Records drawn from a dataset:
= = = = =

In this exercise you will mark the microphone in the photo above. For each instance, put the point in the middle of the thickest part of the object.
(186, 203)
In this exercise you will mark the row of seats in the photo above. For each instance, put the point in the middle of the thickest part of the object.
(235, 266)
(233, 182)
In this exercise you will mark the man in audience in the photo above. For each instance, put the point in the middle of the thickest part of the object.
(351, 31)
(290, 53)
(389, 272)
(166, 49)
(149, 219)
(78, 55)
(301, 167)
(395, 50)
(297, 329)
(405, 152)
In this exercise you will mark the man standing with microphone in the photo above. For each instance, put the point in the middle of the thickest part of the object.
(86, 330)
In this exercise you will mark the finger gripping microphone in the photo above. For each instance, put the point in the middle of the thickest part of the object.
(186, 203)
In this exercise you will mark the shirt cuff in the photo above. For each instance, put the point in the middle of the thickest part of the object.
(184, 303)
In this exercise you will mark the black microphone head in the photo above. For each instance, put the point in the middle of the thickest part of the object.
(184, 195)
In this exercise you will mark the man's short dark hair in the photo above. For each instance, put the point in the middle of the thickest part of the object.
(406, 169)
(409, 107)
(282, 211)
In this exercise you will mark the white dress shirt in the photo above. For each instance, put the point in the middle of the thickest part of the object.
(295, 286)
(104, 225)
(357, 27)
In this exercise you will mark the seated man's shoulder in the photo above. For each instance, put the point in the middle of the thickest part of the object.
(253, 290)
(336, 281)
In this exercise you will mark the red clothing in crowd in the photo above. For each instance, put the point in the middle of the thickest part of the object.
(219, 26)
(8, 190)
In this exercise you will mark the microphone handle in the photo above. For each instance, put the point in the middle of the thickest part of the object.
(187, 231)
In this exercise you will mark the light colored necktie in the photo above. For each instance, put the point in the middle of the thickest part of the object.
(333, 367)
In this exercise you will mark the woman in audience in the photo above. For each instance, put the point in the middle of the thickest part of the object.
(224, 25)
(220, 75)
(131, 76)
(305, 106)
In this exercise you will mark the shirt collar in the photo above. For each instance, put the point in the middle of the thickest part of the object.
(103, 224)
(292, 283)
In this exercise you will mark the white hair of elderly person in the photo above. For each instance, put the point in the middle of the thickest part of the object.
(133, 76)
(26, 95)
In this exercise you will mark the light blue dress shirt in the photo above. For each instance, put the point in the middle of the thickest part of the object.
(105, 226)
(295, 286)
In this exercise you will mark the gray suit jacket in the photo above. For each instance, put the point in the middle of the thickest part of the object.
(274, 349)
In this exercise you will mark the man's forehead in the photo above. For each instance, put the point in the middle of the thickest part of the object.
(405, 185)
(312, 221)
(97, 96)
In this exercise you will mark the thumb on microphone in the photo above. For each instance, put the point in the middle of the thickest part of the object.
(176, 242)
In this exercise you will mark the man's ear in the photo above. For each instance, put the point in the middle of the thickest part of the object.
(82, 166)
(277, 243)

= = = = =

__GOAL OF THE EXERCISE__: Send back the complete set of entries, exactly as shown above.

__EXERCISE RESULT__:
In this exercise you will mark the microphone in the photo above. For each instance, put the point in the middle of the thickest part of the object.
(186, 203)
In this exercise you will mark the row of seats in the photo above. For each instance, put the point in the middle of the thickest part of the object.
(235, 266)
(233, 182)
In this exercise you will mark the man in audience in the photo above. For each instance, put the point in the middle of the thickest part of the object.
(351, 31)
(290, 53)
(389, 272)
(166, 49)
(149, 219)
(78, 55)
(301, 167)
(395, 50)
(297, 329)
(405, 152)
In this exercise you will mark the man standing with microphone in the photo above. For each instance, put the point in the middle of the thickest part of the object.
(86, 330)
In this exercise you will mark the finger gripping microphone in the photo above. For each instance, put the point in the middle of the thickest part of the object.
(186, 203)
In this exercise you will mark the shirt cuff in the photo above. For each instance, put the point in the middle of the thickest part of the object.
(184, 303)
In this exercise you will mark the black microphone head in the photo above. For each instance, put the point in the middle of the thickest part of the object.
(184, 195)
In this exercise you will mark the man's short dark hair in the photo above. For each instance, put the point in the middle of the thickest part of the object.
(406, 169)
(409, 107)
(282, 211)
In this exercise you will mark the white dress shirt in the photo above. For each instance, put the point in the middle of the thickest part of the object.
(295, 286)
(104, 225)
(357, 27)
In this exercise you will mark the seated man's shoulder in the photo above. For each instance, put the point in the middle of the thickest part of the object.
(253, 290)
(336, 281)
In this exercise you will mark the red clothing in crowd in the photo above. For each instance, put the point in the middle of the thickest part of the object.
(219, 26)
(8, 190)
In this exercise you will mark the microphone handle in the photo above. For each instance, put the point in the middle of the thickest part of the object.
(187, 231)
In this exercise you will mark the light colored necktie in the photo above. For each instance, put the point in the middle of the thickest part of the object.
(333, 367)
In this exercise you will mark the woman in audience in the photo above. For each instance, put the point in the middle of the thickest part of the object.
(224, 25)
(220, 75)
(131, 76)
(305, 106)
In this exercise you will mark the shirt collar in the photo above. For each instance, put the point in the middle of the thickest part of the object.
(103, 224)
(292, 283)
In this exercise you will mark the white hair of elderly person in the photo above. For each instance, put the point in the middle of the thickest part of the object.
(133, 76)
(26, 95)
In this exercise you will mark the light blue dress shirt in the photo above. For each instance, put the point in the middle of the thickest part of the object.
(105, 226)
(295, 286)
In this exercise you will mark the gray suit jacket in the photo above. For each instance, put the point in the middle of the thickest part of the object.
(274, 349)
In this exercise you will mark the man's forehead in the photo above. For each instance, put the point in the middle of the thickest part of the object.
(405, 185)
(312, 221)
(97, 96)
In this exercise you will mark the thumb on microphone in the photo above. For each instance, put the point in the middle of the thickest part of the object.
(176, 242)
In this exercise you will mark the man's ear in the photo above. For each instance, put the point in the middle of the thickest part of the object.
(82, 166)
(277, 243)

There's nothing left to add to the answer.